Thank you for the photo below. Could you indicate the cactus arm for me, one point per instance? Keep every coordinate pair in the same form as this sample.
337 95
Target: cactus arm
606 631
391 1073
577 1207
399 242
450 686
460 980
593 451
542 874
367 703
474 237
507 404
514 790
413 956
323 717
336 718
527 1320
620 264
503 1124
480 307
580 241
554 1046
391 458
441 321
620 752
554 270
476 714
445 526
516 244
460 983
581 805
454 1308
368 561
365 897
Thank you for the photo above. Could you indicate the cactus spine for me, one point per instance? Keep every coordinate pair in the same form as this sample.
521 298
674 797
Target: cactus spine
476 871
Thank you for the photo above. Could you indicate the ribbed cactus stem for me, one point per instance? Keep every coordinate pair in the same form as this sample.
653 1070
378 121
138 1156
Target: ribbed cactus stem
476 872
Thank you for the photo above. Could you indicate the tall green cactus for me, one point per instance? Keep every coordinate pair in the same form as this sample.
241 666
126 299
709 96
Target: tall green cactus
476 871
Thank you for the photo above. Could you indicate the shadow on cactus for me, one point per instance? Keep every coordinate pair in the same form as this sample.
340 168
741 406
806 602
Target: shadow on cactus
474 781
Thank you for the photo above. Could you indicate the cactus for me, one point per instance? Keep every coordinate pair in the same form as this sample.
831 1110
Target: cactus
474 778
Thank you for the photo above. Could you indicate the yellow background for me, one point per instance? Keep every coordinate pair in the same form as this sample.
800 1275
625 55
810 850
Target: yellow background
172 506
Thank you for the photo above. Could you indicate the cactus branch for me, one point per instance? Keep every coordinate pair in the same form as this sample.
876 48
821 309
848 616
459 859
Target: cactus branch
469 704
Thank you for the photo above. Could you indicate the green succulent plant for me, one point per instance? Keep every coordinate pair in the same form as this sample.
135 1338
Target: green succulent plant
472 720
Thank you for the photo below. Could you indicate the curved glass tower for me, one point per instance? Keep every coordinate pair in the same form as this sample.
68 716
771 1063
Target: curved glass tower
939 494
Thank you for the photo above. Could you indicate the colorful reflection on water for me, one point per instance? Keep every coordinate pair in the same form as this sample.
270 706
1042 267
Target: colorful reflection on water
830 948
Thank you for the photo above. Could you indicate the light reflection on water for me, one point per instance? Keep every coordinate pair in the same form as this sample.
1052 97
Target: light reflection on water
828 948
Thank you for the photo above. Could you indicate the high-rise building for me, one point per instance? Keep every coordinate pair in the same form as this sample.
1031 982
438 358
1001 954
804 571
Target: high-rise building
════════════════════
:: What you will do ::
Each line in the records that carries "below" must be copied out.

:: Task result ::
Thank you for the photo below. Could you indicate the cactus arm for me, one point per instance? Keep every coordinate pair in the same form as this sample.
Thank you for the photo below. Could you indicate the curved glass tower for me, one point per instance? Keep every coordinate pair in the same form as this sample.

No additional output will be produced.